>>>>>

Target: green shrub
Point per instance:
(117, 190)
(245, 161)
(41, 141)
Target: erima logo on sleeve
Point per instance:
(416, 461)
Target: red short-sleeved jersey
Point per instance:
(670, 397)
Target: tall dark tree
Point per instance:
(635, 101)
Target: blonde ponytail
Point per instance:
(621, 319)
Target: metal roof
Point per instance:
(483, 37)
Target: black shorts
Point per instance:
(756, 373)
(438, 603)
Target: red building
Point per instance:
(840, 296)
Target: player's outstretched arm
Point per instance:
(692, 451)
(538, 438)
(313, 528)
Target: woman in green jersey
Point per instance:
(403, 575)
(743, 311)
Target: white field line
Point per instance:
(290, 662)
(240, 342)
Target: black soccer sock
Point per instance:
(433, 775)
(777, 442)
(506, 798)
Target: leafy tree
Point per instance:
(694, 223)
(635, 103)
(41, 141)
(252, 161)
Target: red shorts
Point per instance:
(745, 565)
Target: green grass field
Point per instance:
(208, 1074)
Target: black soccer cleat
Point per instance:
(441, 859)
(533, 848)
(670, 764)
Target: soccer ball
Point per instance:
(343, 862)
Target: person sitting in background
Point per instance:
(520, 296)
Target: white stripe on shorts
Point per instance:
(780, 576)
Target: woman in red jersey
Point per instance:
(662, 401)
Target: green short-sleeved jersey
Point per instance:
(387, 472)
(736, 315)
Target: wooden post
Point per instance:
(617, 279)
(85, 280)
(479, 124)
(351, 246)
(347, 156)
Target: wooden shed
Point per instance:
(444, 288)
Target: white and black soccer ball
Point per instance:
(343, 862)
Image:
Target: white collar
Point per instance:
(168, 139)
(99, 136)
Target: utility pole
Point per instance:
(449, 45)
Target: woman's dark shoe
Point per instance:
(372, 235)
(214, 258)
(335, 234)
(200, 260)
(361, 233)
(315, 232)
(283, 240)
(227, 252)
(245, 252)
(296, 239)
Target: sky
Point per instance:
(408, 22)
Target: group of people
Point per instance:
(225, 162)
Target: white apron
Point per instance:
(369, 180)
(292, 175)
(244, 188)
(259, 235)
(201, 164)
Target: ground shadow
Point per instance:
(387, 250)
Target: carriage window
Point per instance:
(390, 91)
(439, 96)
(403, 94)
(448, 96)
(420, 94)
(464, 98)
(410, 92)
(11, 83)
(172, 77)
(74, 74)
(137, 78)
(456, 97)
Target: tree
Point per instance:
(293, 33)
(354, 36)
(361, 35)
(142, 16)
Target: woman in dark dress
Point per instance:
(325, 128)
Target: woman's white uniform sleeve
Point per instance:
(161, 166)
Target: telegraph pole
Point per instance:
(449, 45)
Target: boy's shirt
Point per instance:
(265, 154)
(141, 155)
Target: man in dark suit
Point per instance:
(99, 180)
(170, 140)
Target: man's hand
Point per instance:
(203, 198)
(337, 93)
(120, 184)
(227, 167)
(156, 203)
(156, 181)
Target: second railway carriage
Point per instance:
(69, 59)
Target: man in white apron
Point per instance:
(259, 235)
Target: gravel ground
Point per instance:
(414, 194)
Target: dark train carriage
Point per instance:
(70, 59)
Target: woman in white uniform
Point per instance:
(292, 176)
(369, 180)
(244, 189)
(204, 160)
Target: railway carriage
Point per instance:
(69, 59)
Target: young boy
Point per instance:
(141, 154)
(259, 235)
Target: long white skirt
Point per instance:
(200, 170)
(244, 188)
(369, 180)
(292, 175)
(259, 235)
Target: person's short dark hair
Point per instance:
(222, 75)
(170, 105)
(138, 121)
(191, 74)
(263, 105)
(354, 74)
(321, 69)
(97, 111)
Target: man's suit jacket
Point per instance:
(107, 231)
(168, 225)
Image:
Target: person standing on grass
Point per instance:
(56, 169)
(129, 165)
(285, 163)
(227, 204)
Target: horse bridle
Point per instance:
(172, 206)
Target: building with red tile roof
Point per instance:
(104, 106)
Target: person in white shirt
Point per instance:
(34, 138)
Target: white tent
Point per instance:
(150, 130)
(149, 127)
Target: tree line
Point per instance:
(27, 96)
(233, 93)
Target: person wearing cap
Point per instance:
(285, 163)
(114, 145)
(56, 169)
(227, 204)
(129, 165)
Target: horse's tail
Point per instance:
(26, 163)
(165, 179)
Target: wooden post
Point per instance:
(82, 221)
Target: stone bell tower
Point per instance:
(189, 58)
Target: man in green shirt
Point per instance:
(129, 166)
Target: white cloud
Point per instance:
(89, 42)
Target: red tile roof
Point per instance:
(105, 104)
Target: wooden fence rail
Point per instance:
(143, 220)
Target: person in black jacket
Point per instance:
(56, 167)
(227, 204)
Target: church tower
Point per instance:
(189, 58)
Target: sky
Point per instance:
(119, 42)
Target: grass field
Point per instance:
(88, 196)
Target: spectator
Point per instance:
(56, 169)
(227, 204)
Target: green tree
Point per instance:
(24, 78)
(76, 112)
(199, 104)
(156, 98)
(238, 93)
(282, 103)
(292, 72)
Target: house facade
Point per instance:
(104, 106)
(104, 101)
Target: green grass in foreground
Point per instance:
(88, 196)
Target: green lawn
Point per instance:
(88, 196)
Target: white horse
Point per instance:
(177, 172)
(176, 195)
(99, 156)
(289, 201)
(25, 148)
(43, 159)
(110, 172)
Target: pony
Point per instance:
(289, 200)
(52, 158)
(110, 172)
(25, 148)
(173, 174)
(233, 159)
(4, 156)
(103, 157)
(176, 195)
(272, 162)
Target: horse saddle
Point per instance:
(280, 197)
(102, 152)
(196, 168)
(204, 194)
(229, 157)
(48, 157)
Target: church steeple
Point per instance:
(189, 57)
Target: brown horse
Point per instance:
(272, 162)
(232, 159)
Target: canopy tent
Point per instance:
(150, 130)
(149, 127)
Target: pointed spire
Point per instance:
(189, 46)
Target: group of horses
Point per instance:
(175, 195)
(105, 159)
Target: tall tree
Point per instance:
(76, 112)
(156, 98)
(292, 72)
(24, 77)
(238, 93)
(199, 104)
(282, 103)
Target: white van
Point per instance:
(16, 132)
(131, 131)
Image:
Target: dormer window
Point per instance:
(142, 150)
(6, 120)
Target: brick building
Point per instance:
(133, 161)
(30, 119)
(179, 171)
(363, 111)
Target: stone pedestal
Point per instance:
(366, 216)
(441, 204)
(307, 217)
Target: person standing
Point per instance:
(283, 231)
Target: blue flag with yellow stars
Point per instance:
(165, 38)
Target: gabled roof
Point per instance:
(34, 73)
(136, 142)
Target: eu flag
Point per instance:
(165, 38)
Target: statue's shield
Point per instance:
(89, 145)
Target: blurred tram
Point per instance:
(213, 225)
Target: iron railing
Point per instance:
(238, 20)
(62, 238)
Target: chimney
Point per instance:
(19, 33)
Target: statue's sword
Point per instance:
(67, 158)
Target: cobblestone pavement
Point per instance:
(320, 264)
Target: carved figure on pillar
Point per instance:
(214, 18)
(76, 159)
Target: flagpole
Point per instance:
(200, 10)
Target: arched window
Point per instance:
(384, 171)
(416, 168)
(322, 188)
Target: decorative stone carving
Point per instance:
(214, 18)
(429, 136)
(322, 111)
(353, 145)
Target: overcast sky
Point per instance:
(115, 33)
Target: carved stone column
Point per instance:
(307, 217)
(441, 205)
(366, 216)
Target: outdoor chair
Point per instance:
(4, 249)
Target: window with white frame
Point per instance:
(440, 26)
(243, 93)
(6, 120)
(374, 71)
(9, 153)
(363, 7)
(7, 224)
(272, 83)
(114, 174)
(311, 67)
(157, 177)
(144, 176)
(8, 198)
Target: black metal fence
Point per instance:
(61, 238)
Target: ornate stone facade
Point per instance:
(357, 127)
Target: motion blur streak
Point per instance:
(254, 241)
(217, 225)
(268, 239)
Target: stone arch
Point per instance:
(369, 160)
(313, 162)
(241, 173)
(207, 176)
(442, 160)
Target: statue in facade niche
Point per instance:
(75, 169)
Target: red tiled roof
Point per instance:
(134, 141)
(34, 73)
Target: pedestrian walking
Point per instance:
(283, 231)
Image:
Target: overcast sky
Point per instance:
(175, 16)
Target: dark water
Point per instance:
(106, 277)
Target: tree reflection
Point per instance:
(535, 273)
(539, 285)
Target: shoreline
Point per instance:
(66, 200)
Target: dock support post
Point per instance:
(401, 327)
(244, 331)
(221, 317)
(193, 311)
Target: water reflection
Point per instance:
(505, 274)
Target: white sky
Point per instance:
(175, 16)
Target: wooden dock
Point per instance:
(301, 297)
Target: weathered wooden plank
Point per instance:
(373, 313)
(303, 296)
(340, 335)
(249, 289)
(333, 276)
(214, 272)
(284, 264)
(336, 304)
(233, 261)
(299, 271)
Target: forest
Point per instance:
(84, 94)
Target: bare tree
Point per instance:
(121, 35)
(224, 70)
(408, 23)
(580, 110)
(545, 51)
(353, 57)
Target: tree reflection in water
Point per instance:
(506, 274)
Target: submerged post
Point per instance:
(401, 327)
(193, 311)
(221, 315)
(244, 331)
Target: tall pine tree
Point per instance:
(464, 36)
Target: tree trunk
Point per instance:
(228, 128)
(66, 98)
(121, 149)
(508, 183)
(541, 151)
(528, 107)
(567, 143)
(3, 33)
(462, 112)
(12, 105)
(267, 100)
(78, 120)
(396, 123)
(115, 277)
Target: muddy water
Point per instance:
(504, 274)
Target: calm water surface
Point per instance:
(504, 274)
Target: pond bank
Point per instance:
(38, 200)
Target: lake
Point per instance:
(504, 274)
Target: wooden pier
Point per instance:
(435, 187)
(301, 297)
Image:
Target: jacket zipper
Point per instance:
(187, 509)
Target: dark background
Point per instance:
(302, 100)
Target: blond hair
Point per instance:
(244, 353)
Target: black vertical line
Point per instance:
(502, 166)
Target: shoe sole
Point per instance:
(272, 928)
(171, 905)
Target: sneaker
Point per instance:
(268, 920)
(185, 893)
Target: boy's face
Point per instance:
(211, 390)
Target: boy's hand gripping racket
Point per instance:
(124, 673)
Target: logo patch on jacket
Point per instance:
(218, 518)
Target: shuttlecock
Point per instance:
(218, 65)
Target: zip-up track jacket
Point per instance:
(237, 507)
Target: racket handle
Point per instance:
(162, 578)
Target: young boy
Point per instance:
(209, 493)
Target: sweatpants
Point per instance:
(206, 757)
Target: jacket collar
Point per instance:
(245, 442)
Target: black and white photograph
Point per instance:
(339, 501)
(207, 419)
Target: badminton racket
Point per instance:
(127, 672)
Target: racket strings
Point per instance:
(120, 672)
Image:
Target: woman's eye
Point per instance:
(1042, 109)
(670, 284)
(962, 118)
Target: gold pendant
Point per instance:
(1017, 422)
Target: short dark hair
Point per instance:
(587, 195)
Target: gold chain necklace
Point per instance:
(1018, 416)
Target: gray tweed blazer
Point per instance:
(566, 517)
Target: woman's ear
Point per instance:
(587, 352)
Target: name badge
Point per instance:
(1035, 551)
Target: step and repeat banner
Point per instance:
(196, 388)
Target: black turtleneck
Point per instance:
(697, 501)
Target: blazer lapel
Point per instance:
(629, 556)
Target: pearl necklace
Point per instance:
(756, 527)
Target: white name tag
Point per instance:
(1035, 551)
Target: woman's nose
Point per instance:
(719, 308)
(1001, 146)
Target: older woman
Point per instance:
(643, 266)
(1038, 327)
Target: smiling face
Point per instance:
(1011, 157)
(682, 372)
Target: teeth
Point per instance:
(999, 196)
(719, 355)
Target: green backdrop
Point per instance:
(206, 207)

<<<<<

* **WHAT THE EXERCISE ASKS**:
Looking back over the records above, in how many lines does the word "tent" occur? Give the number alone.

* **ANSWER BELOW**:
2